--- start of Data excerpts ---

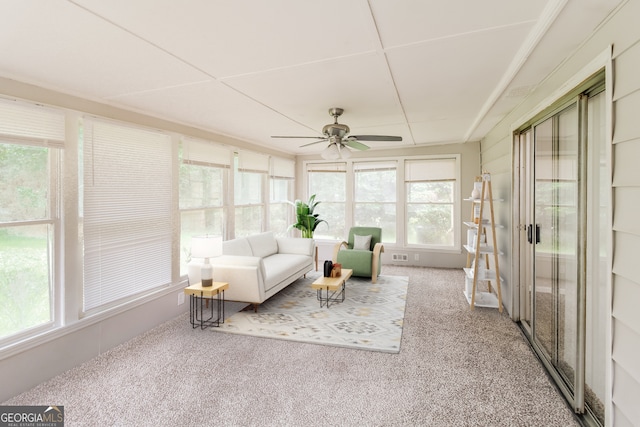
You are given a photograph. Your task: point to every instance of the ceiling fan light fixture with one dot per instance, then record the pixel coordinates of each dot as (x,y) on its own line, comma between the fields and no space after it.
(344,152)
(331,152)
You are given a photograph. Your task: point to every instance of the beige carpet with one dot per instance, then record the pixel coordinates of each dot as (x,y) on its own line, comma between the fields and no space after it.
(456,367)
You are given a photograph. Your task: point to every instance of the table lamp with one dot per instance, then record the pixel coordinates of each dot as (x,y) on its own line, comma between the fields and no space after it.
(206,247)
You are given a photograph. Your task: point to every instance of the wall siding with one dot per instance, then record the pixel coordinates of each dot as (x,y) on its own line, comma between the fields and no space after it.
(622,33)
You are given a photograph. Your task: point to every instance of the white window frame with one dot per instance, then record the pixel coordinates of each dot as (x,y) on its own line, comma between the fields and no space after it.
(457,201)
(210,155)
(28,124)
(149,264)
(281,170)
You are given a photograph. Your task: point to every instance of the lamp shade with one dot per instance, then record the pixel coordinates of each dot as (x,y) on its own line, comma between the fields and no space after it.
(206,246)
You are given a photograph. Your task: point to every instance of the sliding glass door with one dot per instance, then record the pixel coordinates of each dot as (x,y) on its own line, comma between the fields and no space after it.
(563,210)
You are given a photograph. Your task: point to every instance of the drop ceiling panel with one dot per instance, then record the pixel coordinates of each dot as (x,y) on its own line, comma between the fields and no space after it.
(59,45)
(443,131)
(455,76)
(359,84)
(212,106)
(227,38)
(426,20)
(431,72)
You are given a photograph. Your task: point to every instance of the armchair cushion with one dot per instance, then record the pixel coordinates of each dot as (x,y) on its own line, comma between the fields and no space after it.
(362,243)
(364,262)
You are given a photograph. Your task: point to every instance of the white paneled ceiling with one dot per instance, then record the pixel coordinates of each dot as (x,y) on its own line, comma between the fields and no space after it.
(431,72)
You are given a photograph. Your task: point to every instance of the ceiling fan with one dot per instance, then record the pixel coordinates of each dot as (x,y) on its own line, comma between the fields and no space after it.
(337,135)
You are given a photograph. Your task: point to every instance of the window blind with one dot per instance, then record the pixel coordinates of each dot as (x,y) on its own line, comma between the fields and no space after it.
(282,168)
(126,211)
(441,169)
(30,124)
(252,162)
(205,153)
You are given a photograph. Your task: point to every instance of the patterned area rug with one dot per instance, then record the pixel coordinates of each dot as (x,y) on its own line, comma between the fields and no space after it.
(370,318)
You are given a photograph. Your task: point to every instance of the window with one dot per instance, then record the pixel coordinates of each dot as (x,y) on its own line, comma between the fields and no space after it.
(249,200)
(281,180)
(204,178)
(30,141)
(374,203)
(328,182)
(126,209)
(431,187)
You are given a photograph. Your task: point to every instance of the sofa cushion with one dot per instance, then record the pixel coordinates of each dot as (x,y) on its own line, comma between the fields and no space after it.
(280,267)
(238,247)
(263,244)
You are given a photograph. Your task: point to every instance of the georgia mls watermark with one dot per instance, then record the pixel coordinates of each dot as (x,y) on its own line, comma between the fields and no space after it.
(31,416)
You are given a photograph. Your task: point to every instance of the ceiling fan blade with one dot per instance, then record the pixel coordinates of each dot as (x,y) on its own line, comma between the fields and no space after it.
(376,138)
(314,142)
(355,144)
(296,137)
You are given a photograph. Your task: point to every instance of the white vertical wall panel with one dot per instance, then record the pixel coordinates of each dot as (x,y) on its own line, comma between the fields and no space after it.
(626,159)
(626,206)
(626,390)
(626,117)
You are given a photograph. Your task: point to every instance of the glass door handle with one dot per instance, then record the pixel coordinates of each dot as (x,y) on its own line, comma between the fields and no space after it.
(530,233)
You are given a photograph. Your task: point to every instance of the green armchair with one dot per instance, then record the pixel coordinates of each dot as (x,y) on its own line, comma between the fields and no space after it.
(364,259)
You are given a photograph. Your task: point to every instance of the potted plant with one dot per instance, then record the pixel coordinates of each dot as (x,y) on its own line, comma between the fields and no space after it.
(306,220)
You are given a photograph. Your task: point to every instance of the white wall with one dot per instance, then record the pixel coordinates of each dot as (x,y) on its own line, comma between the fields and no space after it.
(623,33)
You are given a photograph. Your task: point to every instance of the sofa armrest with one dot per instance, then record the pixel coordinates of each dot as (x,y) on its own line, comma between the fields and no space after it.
(245,275)
(337,249)
(295,245)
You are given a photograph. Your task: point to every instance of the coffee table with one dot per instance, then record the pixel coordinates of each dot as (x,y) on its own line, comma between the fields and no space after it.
(334,284)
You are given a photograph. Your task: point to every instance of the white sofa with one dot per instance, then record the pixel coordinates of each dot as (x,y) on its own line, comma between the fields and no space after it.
(259,266)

--- end of Data excerpts ---

**Aim of the task:** Render every record above as a two-column CSV with the header row instruction,answer and one row per record. Put each record's text and its answer each in a single quoted field, replace line breaks with spaces, and leave out the pictures.

**Answer for this exercise:**
instruction,answer
"You are given a photograph. Your task: point to every instance of the ceiling fan light fixture with one dot per instance, then record the pixel coordinates of each dot as (x,y) on its own line, comma between the fields and no space after it.","(344,152) (331,152)"
"You are given a photograph. Your task: point to every instance of the beige carpet with one dot per instance, then record the pixel coordinates of each dot as (x,y) on its own line, comma between the fields and no space after it.","(456,367)"
"You are given a photograph. Your task: point to every instance of the table lamp with one dot per instance, then record the pixel coordinates of each dot as (x,y) on its own line, comma between the fields and no space after it.","(206,247)"
"You are given a photograph. Your task: point to every instance of the wall siding with one dot per instance, then record the pixel coordinates of each dot as (x,y) on its own line, comma between the fields and no space after it.","(622,33)"
"You are given a photograph. Your task: point to every instance of the white window frame with one dot per instance, then record the pixel coordinates of each dot as (x,y) on its own line, comma between the fields and no space after it.","(457,201) (210,155) (28,124) (149,264) (281,170)"
"You are given a photograph. Your task: point to every instance of the lamp shade with one dot per instance, then record the pixel coordinates of each dot as (x,y) on its own line, comma between the fields and no space after it.","(206,246)"
"You are given a photograph. Your task: point to every instance of the sliding glass door with one dot per instance, then record the pixel coordinates of each dot as (x,y) on its own line, comma between the fields and no space after it.","(563,210)"
"You are given a photograph. Your task: point to every instance of the drop ceiling panel with one dot per instance, then record the pixel coordinates of each dot as (x,y) on its own line, comma between the fields and no space after it.","(59,45) (443,131) (455,76) (359,84) (212,106) (227,38) (426,20) (431,72)"
"You are given a photograph. Your task: point to every instance of the armchair cushion with one dot per instance, then record the pixel coordinates of each dot as (x,y) on its own line, comma between the fields and no space after it.","(362,243) (364,262)"
"You are given a photograph. Your task: point to every instance of the white paneled ceiling with one dot per instance, then record the pixel coordinates of each dot as (x,y) on its own line, comma between the fields and no space after it.","(431,72)"
"You are given a photograph. Your task: point to every instance of the ceiling fan with one dot per instance, then record the pixel coordinates of each dot as (x,y) on its own line, comma between the fields and no space after it.","(337,135)"
"You are given a photograph. Your task: point to every instance of the window blind with one dot per instance, then record the pixel coordinates of each dot as (x,y) on its own line, comma between the fields and no space after it.","(282,168) (126,211) (441,169) (30,124) (252,162) (205,153)"
"You are given a photograph. Your task: point to every instance of the patterned area rug with one dot per instance, then record the pixel coordinates of each dot as (x,y) on its own line, comma between the fields and no space after it.","(370,318)"
"You are given a photograph. Your task: point to every instance of the window with one dot per instance, then record the pixel coordinates of each dot as (x,y) on its own line, comma between the fields and no space after it.","(249,200) (281,180) (204,178) (30,141) (374,203) (328,182) (126,209) (431,187)"
"You are given a photograph. Your task: point to every instance of the sofa cushion with one dot per instance, then record the pixel coordinates of each dot as (x,y) on its own line, comma between the fields and no space after it.","(280,267) (238,247) (263,244)"
"You are given a photograph. Your task: point to every instance of the georgia mls watermark with one dot per instance, then record the pixel coordinates of each dot as (x,y) on its own line, comma between the fields and no space after it.","(31,416)"
"You are given a photograph. Your task: point to every instance of the ceiling fan blade with one dot per instance, then record the pixel coordinates of each dot as (x,y) on its own line, comma between the fields and no space after it.","(376,138) (314,142) (355,144) (296,137)"
"You are given a photograph. Your task: point to every instance of the white vertical wall panel with one dot per instance, then record the pixel coordinates of each dot as (x,y) on its own line, comma between the fields and no space after it.","(626,159) (626,206) (626,390) (626,117)"
"You are given a photograph. Your task: point to every instance of the glass door handle with one dot per instance, then record the pixel coordinates of each dot as (x,y) on its own line, comma between the fields and no space after it.","(530,233)"
"You are given a photograph. Your task: point to every instance of the green armchair with one dot per instance, then record the pixel coordinates of each dot as (x,y) on its own line, comma between the fields and no space after it.","(364,259)"
"You are given a photograph. Your task: point to every instance of the potted plant with one dot per instance, then record the pixel coordinates of each dot as (x,y) on its own line, comma between the fields and no space after it.","(306,220)"
"You are given a photograph. Your task: point to every instance of the white wall with one dot per instance, then record the pixel coordinates of each dot as (x,y) on its own line, comma between the fields and no space after it.","(623,33)"
"You are given a photograph. Your task: point to every instance of the sofa armrest with one dot per instance, then record the pixel coordinates of each dot as (x,y) on its own line, comma between the fields and no space after it.","(245,275) (337,249) (295,245)"
"You are given a photograph. Your task: point to every instance of the coffee table with one dot per instance, then record the pixel coordinates of each dot as (x,y) on its own line, comma between the fields and no space after it.","(334,284)"
"You are given a photograph. Your task: point to every instance of the white sofa with one dot per instance, then record the pixel coordinates of each dot as (x,y) on its own line, comma between the fields and no space after it.","(259,266)"